Requests:
(1) Answer these questions from the test descriptions below:
(a) How many listener goroutines should the AGC start at rest?
(b) In envtest, what status do tests set on the pod through the status subresource?
(c) What kind of watch would violate the W3/H-2 cache-isolation property?
(2) Do these statements agree with the test descriptions below? Answer yes or no for each, quoting the words that decide it.
(a) Updating .spec.maxListeners restarts in-flight goroutines.
(b) The InformerPodWaiter polls pod state on a timer.
(c) The Secret is deleted after the pod terminates.

Text section:
AGC reconciler end-to-end — Deploy a RunnerGroup, verify the AGC starts exactly one listener goroutine at rest (the permanent baseline). Enqueue jobs via the fake broker and verify additional goroutines spawn up to .spec.maxListeners. Verify idle goroutines shut down once the queue empties, leaving exactly one active listener. Update .spec.maxListeners, verify the new ceiling takes effect without restarting in-flight goroutines. Delete the resource, verify all goroutines exit and no agent Secrets or worker Pods are orphaned.
Secret lifecycle — Verify that a Secret is created with the correct payload labels when a job is intercepted, scoped to the correct tenant namespace, and deleted after the pod terminates. In envtest, pod phase must be advanced manually (no kubelet) — tests set the pod status to Succeeded via the status subresource client.
Event-driven pod completion — Verify the provisioner's InformerPodWaiter resolves a blocked session when the shared Pod informer observes the worker pod reach a terminal phase (and on pod deletion), rather than polling pod state on a timer. TestInformerPodWaiter_RealInformer runs a real manager cache against envtest, creates a pod, advances its status to Succeeded via the status subresource, and asserts WaitForCompletion returns promptly with the terminal phase.
Worker-Pod watch re-triggers reconciliation — Verify the RunnerGroup controller watches the worker Pods its provisioner creates, so a Pod lifecycle event (create on job acquire, terminal-phase transition, eviction, or delete) re-triggers a reconcile and refreshes the RunnerGroup's status without waiting for the next spec change or cache resync. TestAGC_Reconciler_WorkerPodEventTriggersReconcile runs a real manager against envtest, lets the controller quiesce (its reconcile count stops increasing), injects a sentinel condition into the listener-condition channel, then creates a labelled worker Pod and asserts the resulting reconcile both increments the reconcile count and flushes the buffered condition into status. The watch is deliberately Pods-only — a Secret watch would establish a Secret informer and cache credential material, violating the W3/H-2 cache-isolation property.

Location identification items
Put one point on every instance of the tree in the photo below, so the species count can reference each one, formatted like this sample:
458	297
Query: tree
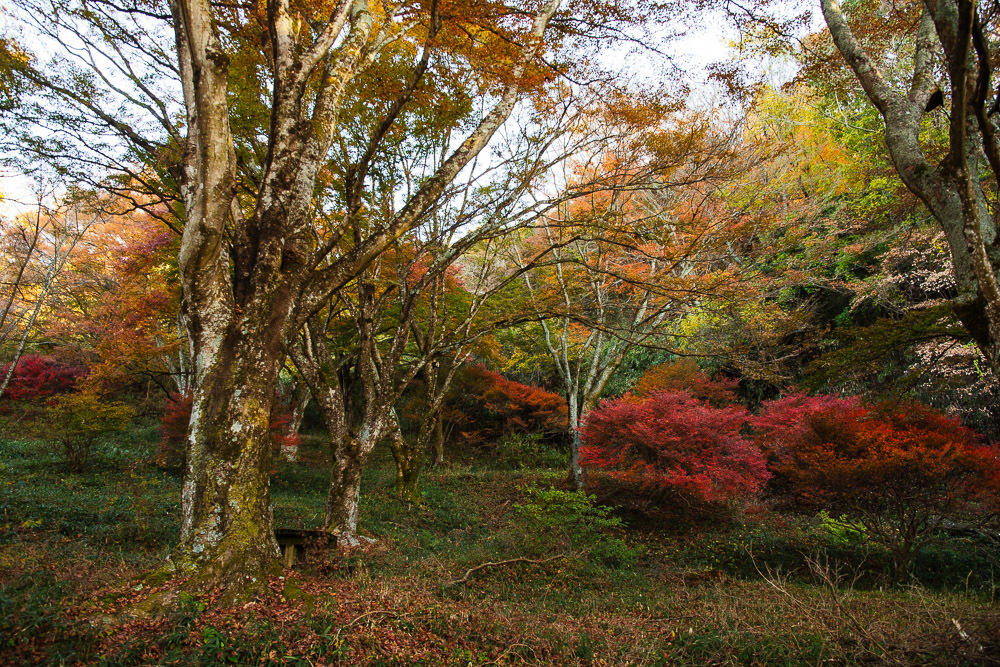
955	181
671	444
261	253
628	259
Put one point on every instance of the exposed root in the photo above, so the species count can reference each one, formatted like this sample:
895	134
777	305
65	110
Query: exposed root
465	577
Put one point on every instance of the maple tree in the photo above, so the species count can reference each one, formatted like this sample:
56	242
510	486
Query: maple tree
271	228
172	447
36	377
672	445
39	244
626	261
955	175
485	406
685	375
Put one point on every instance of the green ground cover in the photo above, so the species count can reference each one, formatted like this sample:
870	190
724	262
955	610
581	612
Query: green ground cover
748	588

Answers to the exercises:
(1)
(a) Exactly one.
(b) Succeeded.
(c) A Secret watch.

(2)
(a) No: "verify the new ceiling takes effect without restarting in-flight goroutines"
(b) No: "rather than polling pod state on a timer"
(c) Yes: "and deleted after the pod terminates"